- YOUR INSTRUCTIONS
Copy each of the following entries word for word.

- MATERIAL PROVIDED
########################################

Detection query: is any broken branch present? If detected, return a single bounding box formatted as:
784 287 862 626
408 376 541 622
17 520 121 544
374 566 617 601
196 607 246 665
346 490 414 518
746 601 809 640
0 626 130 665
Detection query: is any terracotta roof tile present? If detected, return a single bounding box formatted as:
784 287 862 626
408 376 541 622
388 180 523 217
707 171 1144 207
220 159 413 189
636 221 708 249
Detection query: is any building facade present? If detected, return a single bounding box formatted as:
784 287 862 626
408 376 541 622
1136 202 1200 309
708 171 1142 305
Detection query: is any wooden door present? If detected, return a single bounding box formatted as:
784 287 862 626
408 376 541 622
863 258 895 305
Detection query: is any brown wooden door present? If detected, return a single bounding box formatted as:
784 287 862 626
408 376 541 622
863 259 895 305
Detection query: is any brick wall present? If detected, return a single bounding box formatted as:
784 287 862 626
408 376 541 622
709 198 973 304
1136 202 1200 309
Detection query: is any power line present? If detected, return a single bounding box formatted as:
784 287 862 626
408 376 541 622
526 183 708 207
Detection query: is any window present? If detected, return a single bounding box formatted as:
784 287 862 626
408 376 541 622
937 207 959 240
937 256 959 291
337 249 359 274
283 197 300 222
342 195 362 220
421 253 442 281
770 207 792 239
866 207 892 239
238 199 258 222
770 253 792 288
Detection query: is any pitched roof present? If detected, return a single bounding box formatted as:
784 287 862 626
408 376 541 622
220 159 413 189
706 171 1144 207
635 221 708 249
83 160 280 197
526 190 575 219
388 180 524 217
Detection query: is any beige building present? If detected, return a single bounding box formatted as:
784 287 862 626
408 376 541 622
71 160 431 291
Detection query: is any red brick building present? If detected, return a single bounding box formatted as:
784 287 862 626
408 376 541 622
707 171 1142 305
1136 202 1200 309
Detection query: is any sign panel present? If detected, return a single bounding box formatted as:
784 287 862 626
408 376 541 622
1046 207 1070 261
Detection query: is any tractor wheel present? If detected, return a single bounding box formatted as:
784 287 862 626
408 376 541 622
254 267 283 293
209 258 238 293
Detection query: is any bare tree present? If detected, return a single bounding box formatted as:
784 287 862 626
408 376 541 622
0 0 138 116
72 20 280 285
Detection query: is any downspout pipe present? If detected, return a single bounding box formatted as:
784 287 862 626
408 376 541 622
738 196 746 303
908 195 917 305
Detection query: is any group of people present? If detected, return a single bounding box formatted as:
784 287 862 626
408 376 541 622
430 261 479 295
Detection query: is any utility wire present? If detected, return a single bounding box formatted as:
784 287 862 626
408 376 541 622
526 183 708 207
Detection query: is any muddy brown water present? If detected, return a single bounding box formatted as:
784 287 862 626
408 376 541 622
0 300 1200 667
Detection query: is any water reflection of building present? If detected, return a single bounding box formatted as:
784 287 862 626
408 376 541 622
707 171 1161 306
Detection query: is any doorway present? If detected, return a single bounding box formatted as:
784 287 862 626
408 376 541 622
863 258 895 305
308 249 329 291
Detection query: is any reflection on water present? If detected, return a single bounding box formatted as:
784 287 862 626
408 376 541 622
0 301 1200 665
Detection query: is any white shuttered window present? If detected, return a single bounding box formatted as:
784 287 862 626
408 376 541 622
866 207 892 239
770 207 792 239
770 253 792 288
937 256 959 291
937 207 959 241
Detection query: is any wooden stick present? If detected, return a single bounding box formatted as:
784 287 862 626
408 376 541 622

########################################

- RESPONSE TO THIS EXERCISE
Detection query: is any broken branch present? If detected, return a single bounding box formatted as:
784 287 862 626
408 376 541 622
17 520 121 544
374 566 617 601
196 607 246 665
346 490 414 518
746 601 809 640
0 626 130 665
Detection query: is any terracotta roof tile present? If detected, return a single bounding box formatted as:
784 287 862 626
408 376 541 622
388 180 523 217
707 171 1144 207
220 159 413 189
636 221 708 249
Detection query: is any building facade present? If detected, return a single bounding box formatted as:
784 287 862 626
408 376 541 622
1136 202 1200 309
708 171 1142 305
Detection query: is any wooden door present? If detected, return a single bounding box formatted as:
784 287 862 626
408 376 541 622
863 258 895 305
Detection query: is any brown wooden door present? If detected, return a single bounding box formatted as:
784 287 862 626
408 376 541 622
863 259 895 305
Detection query: is any brick wall present? If detected, return a single bounding box formatted as:
784 287 862 626
408 376 541 622
709 198 973 304
1136 202 1200 309
Detection query: is any power line present? If detected, return a single bounding box formatted as:
784 287 862 626
408 376 541 622
526 183 708 207
Detection query: is any window present? If detected, return a single bounding box formatted as:
784 287 862 626
408 376 541 622
937 207 959 240
937 256 959 291
337 249 359 274
283 197 300 222
342 195 362 220
421 253 442 281
770 207 792 239
866 207 892 239
238 199 258 222
770 253 792 288
Detection query: is any pitched roof present? If detected, return a single bounding box formatted as:
784 287 862 626
408 376 541 622
220 159 413 189
706 171 1144 207
635 221 708 249
83 160 280 197
526 190 575 219
388 180 524 217
Detection query: is any beige building present? If detected, return a single bounding box formatted as:
784 287 862 626
408 376 541 622
71 160 431 291
Detection query: is any red brick building present? If detected, return a single bounding box formatted as:
784 287 862 626
408 376 541 622
707 171 1142 305
1136 202 1200 309
Detection query: is any sign panel present? If detected, return a single bounding box formatted as:
784 287 862 626
408 376 541 622
1046 207 1070 261
Detection query: is any tractor wheel present? If detected, return a single bounding box formatted as:
784 287 862 626
408 376 541 622
254 267 283 293
209 258 238 293
Detection query: is any bare tree present? If detected, return a single bounding box formatted as:
784 287 862 626
408 376 541 622
0 0 138 116
72 20 280 285
Detection query: is any downspout pipe present? If detected, return a single bounding box formatted as:
784 287 862 626
408 376 541 622
738 196 746 303
908 195 917 305
Detection query: is any group of people present? If detected, return a single bounding box formatted as:
784 287 862 626
408 376 541 622
430 261 479 295
Detection query: is any utility wire present? If detected, return a single bounding box formatted as:
784 287 862 626
408 376 541 622
526 183 708 207
Detection query: is any muddy brown water present? If detected, return a single bounding box formatted as:
784 287 862 626
408 376 541 622
0 300 1200 667
Detection query: is any water reflection of building present? If detected, return a single bounding box formatted as:
784 287 862 626
408 376 541 622
707 171 1161 306
Detection query: is any doorway present? If detected, return a single bounding box formatted as:
784 287 862 626
408 376 541 622
863 258 895 305
308 249 329 291
Detection query: is any reflection on water present? If detected, return a single bounding box formatted as:
784 287 862 626
408 376 541 622
0 301 1200 665
Detection query: is any white shuttered window present? If detected, return a single bounding box formatted as:
784 287 862 626
408 376 541 622
866 207 892 239
770 207 792 239
770 253 792 288
937 256 959 291
937 207 959 241
Detection query: is any wooden stick present? If detected, return a single bounding box formatted as:
784 287 862 626
408 376 541 622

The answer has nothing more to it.